- **Problems and tasks**:
- A) Answer these questions from the piece about cookbooks, one answer per line:
(i) Where did the writer find "Rachael Ray's 30 Minute Meals"?
(ii) Which three cookbooks does the writer name among those thrown away?
(iii) What kind of dinner does the writer suggest inviting the boss to?
- B) Write the next part of the piece about cookbooks, picking up after its last sentence.

- **Document text**:
Frankly I never buy cookbooks these days and I had shelves upon shelves of cookbooks but threw them all away a couple of years ago. All of them, and everything from the CIA Professional Chef to Hazan’s Essentials of Classic Italian Cooking to Joy of Cooking. Why, you ask? Because I had an epiphany during a layover in the Omaha, Nebraska airport when I was perusing the cookbook section of the used bookshop. I discovered a book entitled, “Rachael Ray’s 30 Minute Meals”. From the minute I opened it, I could not figure out why someone would discard this fine cookbook. And by simply calling it a “cookbook” I am doing it a disservice because it is a manifestation of a philosophy for making meals that will solve all of your problems and in only 30 minutes.

Have you fallen out of favor with your boss? No problem! Invite her over for a “Bosses Night” dinner and serve her a garlic and Bacardi 151 marinated flank steak with carrots soaked in Green Chartreuse.

- **Extracted data**:
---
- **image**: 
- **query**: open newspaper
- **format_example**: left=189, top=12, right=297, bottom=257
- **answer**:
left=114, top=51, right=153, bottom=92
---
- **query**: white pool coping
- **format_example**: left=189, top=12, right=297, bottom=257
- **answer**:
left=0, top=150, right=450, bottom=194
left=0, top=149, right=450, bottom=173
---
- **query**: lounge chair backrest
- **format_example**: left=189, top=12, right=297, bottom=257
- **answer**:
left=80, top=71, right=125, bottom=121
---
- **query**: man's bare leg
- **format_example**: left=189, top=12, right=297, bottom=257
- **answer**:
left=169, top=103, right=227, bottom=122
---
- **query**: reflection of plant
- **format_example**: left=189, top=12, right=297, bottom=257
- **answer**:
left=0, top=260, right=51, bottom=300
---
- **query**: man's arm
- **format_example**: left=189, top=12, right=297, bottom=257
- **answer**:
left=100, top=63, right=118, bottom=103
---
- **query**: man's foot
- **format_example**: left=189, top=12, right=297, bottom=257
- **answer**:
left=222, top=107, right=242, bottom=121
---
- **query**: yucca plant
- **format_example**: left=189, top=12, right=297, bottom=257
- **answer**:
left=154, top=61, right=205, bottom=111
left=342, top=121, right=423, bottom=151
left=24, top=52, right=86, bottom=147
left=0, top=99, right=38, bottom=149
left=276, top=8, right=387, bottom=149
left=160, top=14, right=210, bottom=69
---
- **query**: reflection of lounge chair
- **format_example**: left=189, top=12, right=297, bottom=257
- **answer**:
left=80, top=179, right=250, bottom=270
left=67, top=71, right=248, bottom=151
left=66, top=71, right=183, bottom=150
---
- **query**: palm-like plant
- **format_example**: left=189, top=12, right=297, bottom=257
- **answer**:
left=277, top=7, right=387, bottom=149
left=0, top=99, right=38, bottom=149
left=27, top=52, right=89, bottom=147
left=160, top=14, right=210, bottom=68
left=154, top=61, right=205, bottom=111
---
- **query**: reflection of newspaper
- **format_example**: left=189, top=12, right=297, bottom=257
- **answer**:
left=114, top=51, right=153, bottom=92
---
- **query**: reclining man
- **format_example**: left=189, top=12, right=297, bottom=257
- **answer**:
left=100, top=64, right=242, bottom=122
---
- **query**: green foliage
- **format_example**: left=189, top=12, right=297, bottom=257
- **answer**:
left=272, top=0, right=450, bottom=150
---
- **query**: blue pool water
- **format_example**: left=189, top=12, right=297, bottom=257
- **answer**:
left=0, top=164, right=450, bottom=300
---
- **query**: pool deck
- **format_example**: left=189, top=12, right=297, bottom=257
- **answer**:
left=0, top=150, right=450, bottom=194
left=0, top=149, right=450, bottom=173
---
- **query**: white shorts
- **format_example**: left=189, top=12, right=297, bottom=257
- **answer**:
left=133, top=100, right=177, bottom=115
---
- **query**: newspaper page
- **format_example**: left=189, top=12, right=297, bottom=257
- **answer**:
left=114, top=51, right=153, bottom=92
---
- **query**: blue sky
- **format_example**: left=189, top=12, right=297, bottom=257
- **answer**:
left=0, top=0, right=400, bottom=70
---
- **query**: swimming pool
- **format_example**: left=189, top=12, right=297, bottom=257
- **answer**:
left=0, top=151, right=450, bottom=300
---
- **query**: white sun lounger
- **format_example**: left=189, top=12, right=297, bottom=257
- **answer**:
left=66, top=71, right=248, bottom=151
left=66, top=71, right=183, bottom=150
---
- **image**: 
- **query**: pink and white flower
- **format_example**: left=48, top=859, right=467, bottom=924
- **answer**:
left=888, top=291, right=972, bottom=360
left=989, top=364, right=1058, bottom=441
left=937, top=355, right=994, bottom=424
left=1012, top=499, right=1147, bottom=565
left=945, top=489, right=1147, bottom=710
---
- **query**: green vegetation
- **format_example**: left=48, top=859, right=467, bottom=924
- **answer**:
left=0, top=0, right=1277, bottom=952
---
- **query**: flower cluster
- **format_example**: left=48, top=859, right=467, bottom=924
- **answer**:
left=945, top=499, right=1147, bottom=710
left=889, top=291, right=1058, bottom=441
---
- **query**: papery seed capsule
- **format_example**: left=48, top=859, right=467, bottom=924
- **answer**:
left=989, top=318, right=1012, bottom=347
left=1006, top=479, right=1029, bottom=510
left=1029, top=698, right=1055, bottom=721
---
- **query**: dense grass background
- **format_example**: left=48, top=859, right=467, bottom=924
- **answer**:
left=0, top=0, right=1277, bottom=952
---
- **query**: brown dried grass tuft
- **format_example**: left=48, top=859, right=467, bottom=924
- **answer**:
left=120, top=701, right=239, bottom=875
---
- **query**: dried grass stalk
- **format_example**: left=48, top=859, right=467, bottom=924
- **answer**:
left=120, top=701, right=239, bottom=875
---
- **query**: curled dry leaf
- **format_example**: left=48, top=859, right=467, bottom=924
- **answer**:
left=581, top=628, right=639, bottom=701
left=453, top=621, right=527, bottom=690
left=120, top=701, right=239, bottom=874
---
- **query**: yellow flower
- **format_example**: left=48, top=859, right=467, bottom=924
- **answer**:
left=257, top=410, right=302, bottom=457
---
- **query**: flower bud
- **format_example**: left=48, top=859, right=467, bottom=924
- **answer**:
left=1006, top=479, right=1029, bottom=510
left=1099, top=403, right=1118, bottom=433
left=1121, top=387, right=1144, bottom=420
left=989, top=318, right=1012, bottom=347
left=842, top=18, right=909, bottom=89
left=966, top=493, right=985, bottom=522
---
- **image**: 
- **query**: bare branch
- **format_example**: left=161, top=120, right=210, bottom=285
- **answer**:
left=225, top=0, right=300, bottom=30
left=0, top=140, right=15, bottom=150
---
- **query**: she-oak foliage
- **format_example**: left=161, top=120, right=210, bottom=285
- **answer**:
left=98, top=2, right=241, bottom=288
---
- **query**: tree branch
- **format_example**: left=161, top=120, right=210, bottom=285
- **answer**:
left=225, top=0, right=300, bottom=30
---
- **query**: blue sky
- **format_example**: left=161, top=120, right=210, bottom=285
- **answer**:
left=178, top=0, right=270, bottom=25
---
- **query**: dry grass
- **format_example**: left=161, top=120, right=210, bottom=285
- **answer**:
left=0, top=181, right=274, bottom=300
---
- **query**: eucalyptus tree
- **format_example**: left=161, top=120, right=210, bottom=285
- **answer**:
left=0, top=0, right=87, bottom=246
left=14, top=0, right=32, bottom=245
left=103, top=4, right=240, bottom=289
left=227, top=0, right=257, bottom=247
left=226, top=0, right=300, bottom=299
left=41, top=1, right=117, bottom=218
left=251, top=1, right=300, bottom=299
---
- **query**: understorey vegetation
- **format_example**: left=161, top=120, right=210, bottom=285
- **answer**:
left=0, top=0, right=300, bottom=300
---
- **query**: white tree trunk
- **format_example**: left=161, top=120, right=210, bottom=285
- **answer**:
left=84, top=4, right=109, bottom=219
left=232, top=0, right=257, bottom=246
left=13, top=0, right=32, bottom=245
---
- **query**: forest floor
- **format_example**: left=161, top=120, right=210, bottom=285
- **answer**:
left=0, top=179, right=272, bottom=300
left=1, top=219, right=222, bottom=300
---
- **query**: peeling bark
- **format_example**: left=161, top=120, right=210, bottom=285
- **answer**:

- **Outputs**:
- A)
(i) In the cookbook section of the used bookshop at the Omaha, Nebraska airport, during a layover.
(ii) The CIA Professional Chef, Hazan's Essentials of Classic Italian Cooking, and Joy of Cooking.
(iii) A "Bosses Night" dinner.

- B)
Having a difficult time wooing that guy you know through the bowling league? Don’t worry. Call him up on a Friday afternoon and invite him over for a dinner of Penne with Vodka sauce followed by Twinkies in a prune Sambuca sauce.

Trying to smooth things over with the neighbors who are irate because you have trained your dog to only poop in their yard? No worries! Just make them a 30 minute meal comprised of duck breasts buried under an Everclear sauce with a side of Yukon Gold mashed potatoes made with Yukon Jack. And don’t forget the green beans macerated with plum brandy. YUM-O. They will be friendly neighbors again in no time!

Why would I need any other cookbook? Ever!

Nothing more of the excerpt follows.